TASKS TO COMPLETE:
1. Transcribe the section of the filtering passage starting at "We already know" and ending at "should be used.".
2. In the filtering passage, when are documents filtered in the second form of the query, which uses "filtered"?

Filtering your results

We already know how to build queries and searches by using different criteria. We know how scoring works, which document is more important for a given query, and how input text can affect ordering. But sometimes, we want to choose only a subset of our index, and the chosen criterion should not have an influence on scoring. This is the place where filters should be used.

Frankly enough, we should use filters whenever possible. If a given part of the query does not affect scoring, it is a good candidate to turn into a filter. Score calculation complicates things, and filtering is a relatively simple operation like a simple match-don't match calculation. Due to the fact that filtering is done on all index contents, the result of filtering is independent of the found documents and relationship between them. Filters can easily be cached, further increasing the overall performance of filtered queries.

Using filters

To use a filter in any search, just add filter to the query attribute. Let's take a sample query and add a filter to it:

{
 "query" : {
  "field" : { "title" : "Catch-22" }
 },
 "filter" : {
  "term" : { "year" : 1961 }
 }
}

This would return all the documents with the given title, but that result would be narrowed down to only books published in 1961. This query can be rewritten as follows:

{
 "query": {
  "filtered" : {
   "query" : {
    "field" : { "title" : "Catch-22" }
   },
    "filter" : {
    "term" : { "year" : 1961 }
   }
  }
 }
}

If you run both queries by sending the curl -XGET localhost:9200/library/book/_search?pretty -d @query.json command, you will see that both responses are exactly the same (except perhaps the response time):

{
  "took" : 1,
  "timed_out" : false,
  "_shards" : {
    "total" : 5,
    "successful" : 5,
    "failed" : 0
  },
  "hits" : {
    "total" : 1,
    "max_score" : 0.2712221,
    "hits" : [ {
      "_index" : "library",
      "_type" : "book",
      "_id" : "2",
      "_score" : 0.2712221, "_source" : { "title": "Catch-22","author": "Joseph Heller","year": 1961,"characters": ["John Yossarian", "Captain Aardvark", "Chaplain Tappman", "Colonel Cathcart", "Doctor Daneeka"],"tags": ["novel"],"copies": 6, "available" : false}
    } ]
  }

This suggests that both forms are equivalent. This is not true because of the different orders of applying the filters and searching. In the first case, filters are applied to all documents found by the query. In the second case, the documents are filtered before the query runs. This yields better performance. As we said earlier, filters are fast, so a filtered query is more efficient. We will return to this in the Faceting section in Chapter 6, Beyond Searching.

STORED RECORDS:
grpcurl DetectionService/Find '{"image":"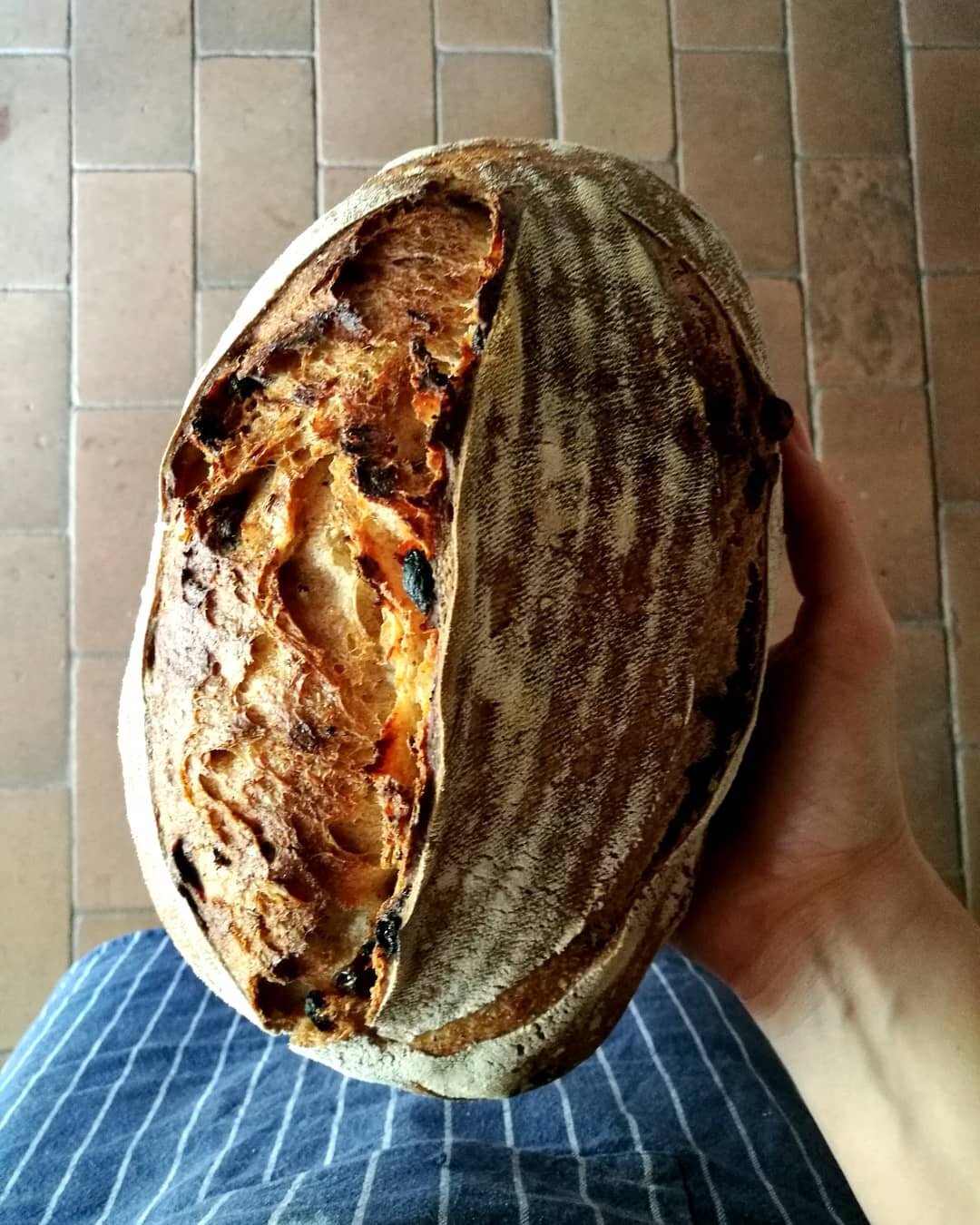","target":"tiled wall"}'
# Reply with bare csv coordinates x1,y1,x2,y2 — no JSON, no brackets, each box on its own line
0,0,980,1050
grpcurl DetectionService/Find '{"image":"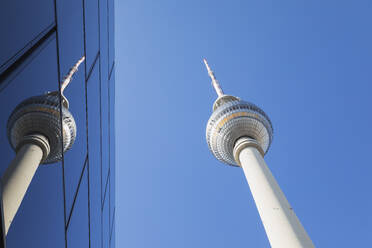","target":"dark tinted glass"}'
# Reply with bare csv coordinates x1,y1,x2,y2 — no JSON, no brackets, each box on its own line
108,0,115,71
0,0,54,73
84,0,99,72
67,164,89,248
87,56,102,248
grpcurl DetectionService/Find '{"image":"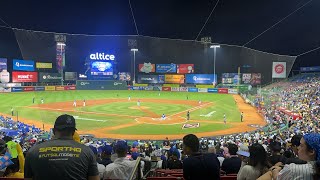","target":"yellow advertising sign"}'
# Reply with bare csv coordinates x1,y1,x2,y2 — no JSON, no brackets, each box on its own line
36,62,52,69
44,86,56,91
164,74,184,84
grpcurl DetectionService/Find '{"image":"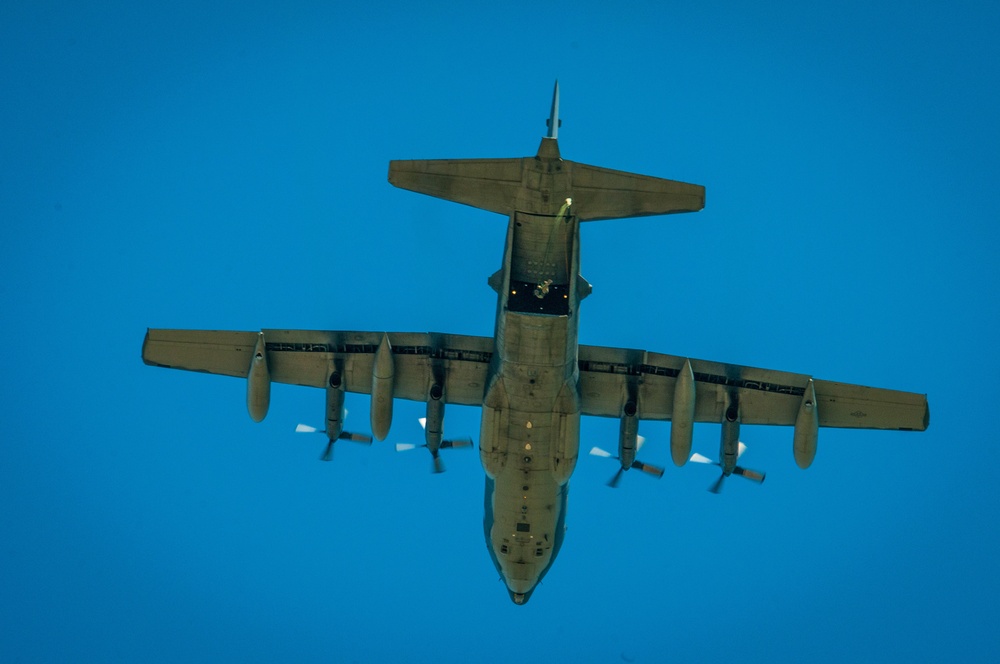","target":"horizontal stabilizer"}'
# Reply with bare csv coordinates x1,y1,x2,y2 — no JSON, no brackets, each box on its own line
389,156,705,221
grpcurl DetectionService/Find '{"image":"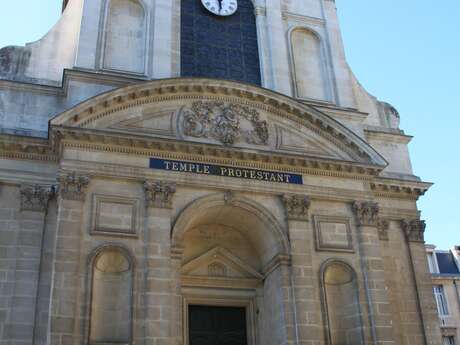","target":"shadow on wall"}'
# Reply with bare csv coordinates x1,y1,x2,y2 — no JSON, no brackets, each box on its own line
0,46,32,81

SOLUTIONS IN ORDER:
1.
We already know how to build queries and searches by using different criteria. We know how scoring works, which document is more important for a given query, and how input text can affect ordering. But sometimes, we want to choose only a subset of our index, and the chosen criterion should not have an influence on scoring. This is the place where filters should be used.

2. The documents are filtered before the query runs.